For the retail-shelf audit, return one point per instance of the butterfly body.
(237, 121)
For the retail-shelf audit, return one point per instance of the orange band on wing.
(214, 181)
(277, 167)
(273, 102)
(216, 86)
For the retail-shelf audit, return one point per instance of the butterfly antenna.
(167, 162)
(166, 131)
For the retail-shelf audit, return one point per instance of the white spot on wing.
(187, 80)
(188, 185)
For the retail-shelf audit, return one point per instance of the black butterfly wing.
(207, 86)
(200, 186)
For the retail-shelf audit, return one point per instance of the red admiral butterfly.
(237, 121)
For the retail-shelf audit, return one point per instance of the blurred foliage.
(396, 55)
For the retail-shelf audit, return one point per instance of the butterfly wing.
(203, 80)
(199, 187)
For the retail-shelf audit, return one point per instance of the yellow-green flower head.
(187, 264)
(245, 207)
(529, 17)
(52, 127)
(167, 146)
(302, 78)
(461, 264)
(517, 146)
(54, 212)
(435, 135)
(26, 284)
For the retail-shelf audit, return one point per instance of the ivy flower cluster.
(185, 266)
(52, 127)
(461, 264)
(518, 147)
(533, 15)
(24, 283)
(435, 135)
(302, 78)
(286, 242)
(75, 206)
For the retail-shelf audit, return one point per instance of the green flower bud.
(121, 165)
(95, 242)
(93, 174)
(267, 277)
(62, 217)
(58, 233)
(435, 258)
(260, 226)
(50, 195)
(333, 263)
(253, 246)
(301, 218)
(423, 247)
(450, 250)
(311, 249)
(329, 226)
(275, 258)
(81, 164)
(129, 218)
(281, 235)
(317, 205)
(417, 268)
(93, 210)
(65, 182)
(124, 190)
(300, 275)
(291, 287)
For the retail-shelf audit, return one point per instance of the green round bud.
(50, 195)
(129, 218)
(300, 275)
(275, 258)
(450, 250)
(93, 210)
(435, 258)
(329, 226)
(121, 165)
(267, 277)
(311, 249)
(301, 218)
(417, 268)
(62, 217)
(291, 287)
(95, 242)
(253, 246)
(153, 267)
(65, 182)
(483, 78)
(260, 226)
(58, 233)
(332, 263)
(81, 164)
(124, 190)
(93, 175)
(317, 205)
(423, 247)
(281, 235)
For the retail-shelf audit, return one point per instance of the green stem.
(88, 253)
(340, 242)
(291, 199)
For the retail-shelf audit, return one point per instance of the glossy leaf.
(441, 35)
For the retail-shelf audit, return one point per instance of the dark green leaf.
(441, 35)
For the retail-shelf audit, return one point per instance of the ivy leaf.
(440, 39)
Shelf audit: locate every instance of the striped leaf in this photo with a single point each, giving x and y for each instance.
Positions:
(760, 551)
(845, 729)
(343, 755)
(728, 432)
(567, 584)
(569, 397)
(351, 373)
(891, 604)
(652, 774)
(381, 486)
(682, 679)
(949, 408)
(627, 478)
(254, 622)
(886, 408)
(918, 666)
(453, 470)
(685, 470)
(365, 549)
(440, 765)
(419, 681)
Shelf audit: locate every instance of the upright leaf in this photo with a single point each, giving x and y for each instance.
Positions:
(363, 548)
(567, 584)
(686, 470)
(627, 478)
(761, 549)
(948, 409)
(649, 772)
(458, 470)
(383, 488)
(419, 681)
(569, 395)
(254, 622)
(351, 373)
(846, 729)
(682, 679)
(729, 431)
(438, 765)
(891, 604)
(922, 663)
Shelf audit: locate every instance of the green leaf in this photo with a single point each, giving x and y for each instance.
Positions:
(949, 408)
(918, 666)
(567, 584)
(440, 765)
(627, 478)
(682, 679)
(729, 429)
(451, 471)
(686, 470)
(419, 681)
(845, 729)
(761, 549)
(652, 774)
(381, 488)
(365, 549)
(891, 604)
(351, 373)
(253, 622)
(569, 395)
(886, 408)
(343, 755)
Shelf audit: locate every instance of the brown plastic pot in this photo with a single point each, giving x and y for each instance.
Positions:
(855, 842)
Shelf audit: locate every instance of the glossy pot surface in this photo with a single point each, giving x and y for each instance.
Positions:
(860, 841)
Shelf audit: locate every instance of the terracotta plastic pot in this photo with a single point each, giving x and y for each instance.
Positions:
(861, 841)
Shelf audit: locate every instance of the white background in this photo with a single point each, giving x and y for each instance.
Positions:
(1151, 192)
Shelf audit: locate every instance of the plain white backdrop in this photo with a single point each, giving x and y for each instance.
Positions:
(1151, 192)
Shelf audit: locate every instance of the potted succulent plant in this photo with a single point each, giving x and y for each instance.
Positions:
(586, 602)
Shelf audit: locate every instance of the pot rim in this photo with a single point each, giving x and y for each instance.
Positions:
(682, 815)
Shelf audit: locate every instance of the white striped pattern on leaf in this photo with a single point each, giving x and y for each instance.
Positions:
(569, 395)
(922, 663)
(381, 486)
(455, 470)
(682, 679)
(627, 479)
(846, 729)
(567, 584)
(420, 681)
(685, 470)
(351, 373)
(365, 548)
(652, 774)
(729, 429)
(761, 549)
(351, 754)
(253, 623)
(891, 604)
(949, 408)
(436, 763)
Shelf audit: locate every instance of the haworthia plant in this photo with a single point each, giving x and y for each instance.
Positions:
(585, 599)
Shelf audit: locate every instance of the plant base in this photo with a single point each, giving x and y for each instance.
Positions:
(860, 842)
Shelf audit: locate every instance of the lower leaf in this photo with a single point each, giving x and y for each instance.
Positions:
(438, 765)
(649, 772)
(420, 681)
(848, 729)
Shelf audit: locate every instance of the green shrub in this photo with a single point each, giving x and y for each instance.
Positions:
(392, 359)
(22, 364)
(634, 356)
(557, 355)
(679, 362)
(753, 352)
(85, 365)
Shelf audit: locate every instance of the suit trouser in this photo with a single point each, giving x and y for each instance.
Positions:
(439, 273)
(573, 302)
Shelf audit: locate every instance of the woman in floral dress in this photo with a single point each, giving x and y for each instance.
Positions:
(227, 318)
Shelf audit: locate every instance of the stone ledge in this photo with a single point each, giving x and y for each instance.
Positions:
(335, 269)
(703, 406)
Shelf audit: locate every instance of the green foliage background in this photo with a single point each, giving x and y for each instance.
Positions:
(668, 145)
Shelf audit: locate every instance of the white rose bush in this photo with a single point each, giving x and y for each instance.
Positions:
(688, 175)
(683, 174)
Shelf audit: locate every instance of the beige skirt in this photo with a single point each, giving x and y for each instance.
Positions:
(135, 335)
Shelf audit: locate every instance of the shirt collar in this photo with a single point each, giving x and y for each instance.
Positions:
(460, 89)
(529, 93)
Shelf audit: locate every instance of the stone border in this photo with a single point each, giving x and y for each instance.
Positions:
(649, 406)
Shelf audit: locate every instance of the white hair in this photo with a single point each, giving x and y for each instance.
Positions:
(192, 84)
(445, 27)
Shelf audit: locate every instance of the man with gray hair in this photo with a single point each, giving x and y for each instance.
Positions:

########

TASK DIRECTIONS
Format every line of the data above as a JSON list of strings, one string per line, skipping blank lines.

COMPLETED TASK
[
  "For the retail-shelf audit, return one point per instance of the butterfly body.",
  "(237, 121)",
  "For the retail-shelf audit, return one point per instance of the orange band on wing.",
  "(214, 181)",
  "(277, 167)",
  "(273, 102)",
  "(216, 86)",
  "For the retail-shelf audit, return one point per instance of the butterfly antenna.",
  "(167, 162)",
  "(166, 131)",
  "For the retail-shelf audit, return one point per instance of the white spot on wing.",
  "(187, 80)",
  "(188, 185)",
  "For the retail-shelf audit, return one point per instance of the black butterfly wing.",
  "(207, 86)",
  "(200, 186)",
  "For the retail-shelf audit, return one point per instance of the red admiral butterfly.",
  "(237, 121)",
  "For the retail-shelf audit, return one point per instance of the blurred foliage.",
  "(396, 55)",
  "For the retail-shelf audit, return one point per instance of the butterfly wing.",
  "(203, 80)",
  "(199, 187)",
  "For the retail-shelf audit, return one point per instance of the yellow-green flower head.",
  "(187, 264)",
  "(245, 207)",
  "(529, 17)",
  "(52, 127)",
  "(167, 146)",
  "(302, 78)",
  "(461, 264)",
  "(517, 146)",
  "(54, 212)",
  "(435, 135)",
  "(26, 284)",
  "For the retail-shelf audit, return one point per instance of the ivy flower cluster.",
  "(185, 266)",
  "(52, 127)",
  "(461, 264)",
  "(518, 147)",
  "(533, 15)",
  "(24, 283)",
  "(435, 135)",
  "(302, 78)",
  "(286, 242)",
  "(75, 206)",
  "For the retail-shelf audit, return one point per instance of the green flower bud.",
  "(121, 165)",
  "(95, 242)",
  "(93, 174)",
  "(267, 277)",
  "(62, 217)",
  "(58, 233)",
  "(435, 258)",
  "(260, 226)",
  "(50, 195)",
  "(333, 263)",
  "(253, 246)",
  "(301, 218)",
  "(423, 247)",
  "(450, 250)",
  "(311, 249)",
  "(329, 226)",
  "(275, 258)",
  "(81, 164)",
  "(129, 218)",
  "(281, 235)",
  "(317, 205)",
  "(417, 268)",
  "(93, 210)",
  "(65, 182)",
  "(124, 190)",
  "(300, 275)",
  "(291, 287)",
  "For the retail-shelf audit, return one point per instance of the green round bud.",
  "(50, 195)",
  "(129, 218)",
  "(300, 275)",
  "(275, 258)",
  "(450, 250)",
  "(93, 210)",
  "(435, 258)",
  "(329, 226)",
  "(121, 165)",
  "(267, 277)",
  "(311, 249)",
  "(301, 218)",
  "(417, 268)",
  "(62, 217)",
  "(291, 287)",
  "(95, 242)",
  "(253, 246)",
  "(153, 267)",
  "(65, 182)",
  "(483, 78)",
  "(260, 226)",
  "(58, 233)",
  "(332, 263)",
  "(81, 164)",
  "(124, 190)",
  "(93, 175)",
  "(317, 205)",
  "(423, 247)",
  "(281, 235)",
  "For the retail-shelf audit, return one point per instance of the green stem.",
  "(88, 253)",
  "(340, 242)",
  "(291, 199)",
  "For the retail-shelf audit, return one point per instance of the glossy leaf.",
  "(441, 35)",
  "For the retail-shelf audit, return one point per instance of the dark green leaf.",
  "(441, 35)",
  "For the retail-shelf audit, return one point per instance of the ivy leaf.",
  "(440, 39)",
  "Shelf audit: locate every instance of the striped leaf in this photo with a single point each, giving x and y for each instance.",
  "Positions:",
  "(760, 551)",
  "(845, 729)",
  "(343, 755)",
  "(728, 432)",
  "(567, 584)",
  "(569, 397)",
  "(351, 373)",
  "(891, 604)",
  "(652, 774)",
  "(381, 486)",
  "(682, 679)",
  "(949, 408)",
  "(627, 478)",
  "(254, 622)",
  "(886, 408)",
  "(918, 666)",
  "(453, 470)",
  "(685, 470)",
  "(365, 549)",
  "(440, 765)",
  "(419, 681)",
  "Shelf audit: locate every instance of the upright leaf in this photo with a single point each, giving x and y for each instance.",
  "Positions:",
  "(363, 548)",
  "(567, 584)",
  "(686, 470)",
  "(627, 478)",
  "(761, 549)",
  "(948, 409)",
  "(649, 772)",
  "(458, 470)",
  "(383, 488)",
  "(419, 681)",
  "(569, 395)",
  "(254, 622)",
  "(351, 373)",
  "(846, 729)",
  "(682, 679)",
  "(729, 431)",
  "(438, 765)",
  "(891, 604)",
  "(922, 663)",
  "Shelf audit: locate every instance of the green leaf in this photo with a single point each, giving x and y for each instance.",
  "Positions:",
  "(949, 408)",
  "(918, 666)",
  "(567, 584)",
  "(440, 765)",
  "(627, 478)",
  "(682, 679)",
  "(729, 429)",
  "(451, 471)",
  "(686, 470)",
  "(419, 681)",
  "(845, 729)",
  "(761, 549)",
  "(652, 774)",
  "(381, 488)",
  "(365, 549)",
  "(891, 604)",
  "(351, 373)",
  "(253, 622)",
  "(569, 395)",
  "(886, 408)",
  "(343, 755)",
  "Shelf audit: locate every instance of the brown plastic pot in this photo with a single point each, giving x and y for each instance.",
  "Positions:",
  "(855, 842)",
  "Shelf audit: locate every instance of the glossy pot surface in this photo with a single point each, giving x and y for each instance.",
  "Positions:",
  "(860, 841)",
  "Shelf audit: locate every instance of the terracotta plastic pot in this photo with a single point each, giving x and y for each instance.",
  "Positions:",
  "(861, 841)",
  "Shelf audit: locate every instance of the white background in this photo with a single point each, giving x and y for each instance.",
  "Positions:",
  "(1151, 192)",
  "Shelf audit: locate every instance of the plain white backdrop in this photo with a single point each, giving x and y for each instance.",
  "Positions:",
  "(1151, 192)",
  "Shelf audit: locate every instance of the potted succulent plant in this photo with a single point each, giving x and y for each instance.",
  "Positions:",
  "(586, 602)",
  "Shelf audit: locate every instance of the pot rim in this photo with a single point each, giving x and y for each instance.",
  "Positions:",
  "(682, 815)",
  "Shelf audit: locate every instance of the white striped pattern on leaf in this photo with a single point each, giving x and y for each instance.",
  "Positions:",
  "(569, 395)",
  "(922, 663)",
  "(381, 486)",
  "(455, 470)",
  "(682, 679)",
  "(627, 479)",
  "(846, 729)",
  "(567, 584)",
  "(420, 681)",
  "(685, 470)",
  "(351, 373)",
  "(365, 548)",
  "(652, 774)",
  "(729, 429)",
  "(761, 549)",
  "(351, 754)",
  "(253, 623)",
  "(891, 604)",
  "(949, 408)",
  "(436, 763)",
  "Shelf audit: locate every instance of the haworthia plant in this photo with a single point each, giving x and y for each instance.",
  "Positions:",
  "(585, 599)",
  "Shelf audit: locate every instance of the plant base in this photo with a single point each, giving x and y for each instance.",
  "Positions:",
  "(860, 842)",
  "Shelf audit: locate every instance of the lower leaf in this photo with a single point each, giving x and y for each instance.",
  "Positions:",
  "(438, 765)",
  "(649, 772)",
  "(420, 681)",
  "(848, 729)",
  "Shelf audit: locate every instance of the green shrub in this photo with a single point each, giving x and y for each instance.",
  "Positions:",
  "(392, 359)",
  "(22, 364)",
  "(634, 356)",
  "(557, 355)",
  "(679, 362)",
  "(753, 352)",
  "(85, 365)",
  "Shelf audit: locate every instance of the suit trouser in this photo with a single point each, giving x and y for each instance.",
  "Positions:",
  "(439, 273)",
  "(573, 302)",
  "Shelf audit: locate every instance of the woman in floral dress in this photo with a single point each, giving x and y for each instance.",
  "Positions:",
  "(227, 318)",
  "Shelf audit: locate every instance of the stone ledge in this photo with a single point each, giving x and y for each instance.",
  "Positions:",
  "(335, 269)",
  "(703, 406)",
  "Shelf audit: locate every instance of the green foliage background in this photo with a single point each, giving x and y for each instance.",
  "Positions:",
  "(668, 145)",
  "Shelf audit: locate every instance of the white rose bush in this photo with a single point each, giving x and y for each instance.",
  "Positions:",
  "(688, 175)",
  "(683, 174)",
  "Shelf audit: locate every instance of the beige skirt in this photo with a single point each, giving x and y for each instance.",
  "Positions:",
  "(135, 335)",
  "Shelf audit: locate every instance of the shirt collar in this photo with a single point each, giving x and y for each instance.",
  "Positions:",
  "(460, 89)",
  "(529, 93)",
  "Shelf audit: locate every instance of the stone border in this photo with a single point each, giving x and y for each instance.",
  "Positions:",
  "(649, 406)",
  "Shelf audit: locate every instance of the white hair in this photo with a single point each, giving x and y for each instance.",
  "Positions:",
  "(192, 84)",
  "(445, 27)",
  "Shelf audit: locate every instance of the man with gray hair in this photo with a single point each, giving x and y for each instance.",
  "Positions:"
]